- _PROBLEM DETAILS_:
Every line of the data that includes "black" should be copied out.

[Photo-based referring expression data]
—————

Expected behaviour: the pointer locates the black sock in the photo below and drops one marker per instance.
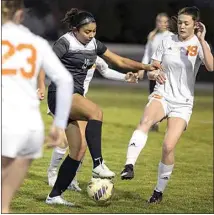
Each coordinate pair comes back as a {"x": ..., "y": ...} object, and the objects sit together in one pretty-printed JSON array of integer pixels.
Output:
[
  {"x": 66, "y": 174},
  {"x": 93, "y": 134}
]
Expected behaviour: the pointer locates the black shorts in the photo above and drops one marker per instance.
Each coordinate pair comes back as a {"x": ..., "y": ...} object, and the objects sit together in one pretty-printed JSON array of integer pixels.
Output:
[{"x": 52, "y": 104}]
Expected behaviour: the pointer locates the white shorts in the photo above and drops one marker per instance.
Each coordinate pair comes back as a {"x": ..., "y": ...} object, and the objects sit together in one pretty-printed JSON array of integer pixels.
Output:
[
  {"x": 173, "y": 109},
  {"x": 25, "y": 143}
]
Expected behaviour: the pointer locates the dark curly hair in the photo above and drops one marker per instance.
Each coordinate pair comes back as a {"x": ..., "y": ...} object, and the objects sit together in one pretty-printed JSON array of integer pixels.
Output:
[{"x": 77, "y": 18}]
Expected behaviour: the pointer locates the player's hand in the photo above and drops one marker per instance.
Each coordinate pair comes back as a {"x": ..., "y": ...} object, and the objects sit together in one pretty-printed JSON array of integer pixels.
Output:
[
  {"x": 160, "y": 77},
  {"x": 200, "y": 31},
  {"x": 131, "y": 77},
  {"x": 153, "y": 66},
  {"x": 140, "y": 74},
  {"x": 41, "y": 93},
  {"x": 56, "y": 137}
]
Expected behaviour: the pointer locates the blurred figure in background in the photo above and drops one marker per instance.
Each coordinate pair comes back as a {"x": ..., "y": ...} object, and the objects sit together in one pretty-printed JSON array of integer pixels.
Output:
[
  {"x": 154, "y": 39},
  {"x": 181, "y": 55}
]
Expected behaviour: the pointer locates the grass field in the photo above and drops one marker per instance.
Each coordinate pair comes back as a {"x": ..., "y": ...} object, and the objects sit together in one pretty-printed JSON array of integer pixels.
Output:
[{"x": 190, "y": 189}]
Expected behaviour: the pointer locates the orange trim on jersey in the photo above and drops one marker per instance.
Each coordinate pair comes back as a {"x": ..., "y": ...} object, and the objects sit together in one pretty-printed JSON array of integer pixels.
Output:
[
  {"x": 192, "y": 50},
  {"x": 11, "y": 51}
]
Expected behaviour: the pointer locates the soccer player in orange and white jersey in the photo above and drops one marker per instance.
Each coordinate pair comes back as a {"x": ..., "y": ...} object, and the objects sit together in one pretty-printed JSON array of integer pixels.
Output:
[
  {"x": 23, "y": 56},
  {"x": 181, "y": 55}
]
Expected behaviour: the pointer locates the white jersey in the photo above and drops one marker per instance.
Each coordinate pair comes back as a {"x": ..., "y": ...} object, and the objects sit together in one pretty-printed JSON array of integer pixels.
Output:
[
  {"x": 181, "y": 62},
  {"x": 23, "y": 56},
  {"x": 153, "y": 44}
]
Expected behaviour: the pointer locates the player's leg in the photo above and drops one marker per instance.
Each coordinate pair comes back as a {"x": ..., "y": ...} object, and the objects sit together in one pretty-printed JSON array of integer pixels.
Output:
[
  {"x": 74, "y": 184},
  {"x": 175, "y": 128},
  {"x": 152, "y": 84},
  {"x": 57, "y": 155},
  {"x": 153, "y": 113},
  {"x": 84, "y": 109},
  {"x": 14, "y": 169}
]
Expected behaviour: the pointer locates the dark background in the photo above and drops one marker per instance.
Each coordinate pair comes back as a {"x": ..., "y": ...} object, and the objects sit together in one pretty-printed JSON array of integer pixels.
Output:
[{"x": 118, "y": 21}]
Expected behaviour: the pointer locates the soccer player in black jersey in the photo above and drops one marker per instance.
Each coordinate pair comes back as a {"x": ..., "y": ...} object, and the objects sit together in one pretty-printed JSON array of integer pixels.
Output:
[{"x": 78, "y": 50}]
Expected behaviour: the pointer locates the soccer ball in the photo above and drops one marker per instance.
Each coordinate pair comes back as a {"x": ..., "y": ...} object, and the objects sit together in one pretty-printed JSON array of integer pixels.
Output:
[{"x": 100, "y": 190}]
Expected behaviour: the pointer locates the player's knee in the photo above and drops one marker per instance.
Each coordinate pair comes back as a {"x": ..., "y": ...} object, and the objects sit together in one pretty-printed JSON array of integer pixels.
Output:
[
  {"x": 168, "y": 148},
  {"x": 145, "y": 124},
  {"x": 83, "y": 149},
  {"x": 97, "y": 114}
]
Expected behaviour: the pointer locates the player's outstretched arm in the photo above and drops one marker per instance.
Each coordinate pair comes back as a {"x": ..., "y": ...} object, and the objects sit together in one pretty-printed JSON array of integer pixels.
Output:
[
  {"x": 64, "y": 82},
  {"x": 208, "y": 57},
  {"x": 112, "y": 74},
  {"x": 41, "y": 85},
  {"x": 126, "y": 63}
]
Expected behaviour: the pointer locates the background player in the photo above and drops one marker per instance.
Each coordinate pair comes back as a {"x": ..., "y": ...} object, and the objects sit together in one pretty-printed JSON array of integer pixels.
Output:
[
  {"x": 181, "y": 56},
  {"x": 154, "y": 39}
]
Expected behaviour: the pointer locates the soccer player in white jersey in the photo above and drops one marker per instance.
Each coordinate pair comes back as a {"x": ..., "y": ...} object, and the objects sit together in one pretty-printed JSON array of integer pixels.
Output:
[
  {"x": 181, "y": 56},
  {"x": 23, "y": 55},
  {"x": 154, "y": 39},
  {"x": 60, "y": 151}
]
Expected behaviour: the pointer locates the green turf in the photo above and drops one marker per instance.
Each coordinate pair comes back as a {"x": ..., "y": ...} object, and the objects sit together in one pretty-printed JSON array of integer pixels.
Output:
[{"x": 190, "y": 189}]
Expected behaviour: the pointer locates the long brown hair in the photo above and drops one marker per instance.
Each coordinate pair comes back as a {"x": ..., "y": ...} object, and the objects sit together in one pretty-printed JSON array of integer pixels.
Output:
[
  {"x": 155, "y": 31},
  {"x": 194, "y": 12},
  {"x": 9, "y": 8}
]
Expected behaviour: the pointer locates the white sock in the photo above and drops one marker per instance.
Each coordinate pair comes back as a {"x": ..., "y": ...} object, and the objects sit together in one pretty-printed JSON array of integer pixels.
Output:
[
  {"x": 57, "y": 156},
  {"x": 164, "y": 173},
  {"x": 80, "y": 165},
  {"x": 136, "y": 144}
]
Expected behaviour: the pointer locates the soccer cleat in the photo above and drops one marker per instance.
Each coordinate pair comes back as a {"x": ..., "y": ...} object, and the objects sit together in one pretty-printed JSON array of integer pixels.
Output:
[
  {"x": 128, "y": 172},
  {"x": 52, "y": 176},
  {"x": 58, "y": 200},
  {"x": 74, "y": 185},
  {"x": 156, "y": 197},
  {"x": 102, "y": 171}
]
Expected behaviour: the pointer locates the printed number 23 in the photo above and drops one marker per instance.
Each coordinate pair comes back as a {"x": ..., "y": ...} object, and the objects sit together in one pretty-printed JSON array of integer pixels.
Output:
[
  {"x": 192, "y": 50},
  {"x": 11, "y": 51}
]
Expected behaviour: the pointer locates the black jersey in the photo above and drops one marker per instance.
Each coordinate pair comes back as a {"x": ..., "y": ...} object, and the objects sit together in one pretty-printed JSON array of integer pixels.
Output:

—————

- _TASK SOLUTION_:
Expected behaviour: the pointer locates the black sock in the photo below and drops one marker per instance.
Expected behaviour: the pointer locates the black shorts in the photo above and drops one marker per instance.
Expected behaviour: the pointer locates the soccer player in black jersey in the photo above and drops one marker per instance.
Expected behaviour: the pointer locates the black jersey in the photo above and drops one marker per instance.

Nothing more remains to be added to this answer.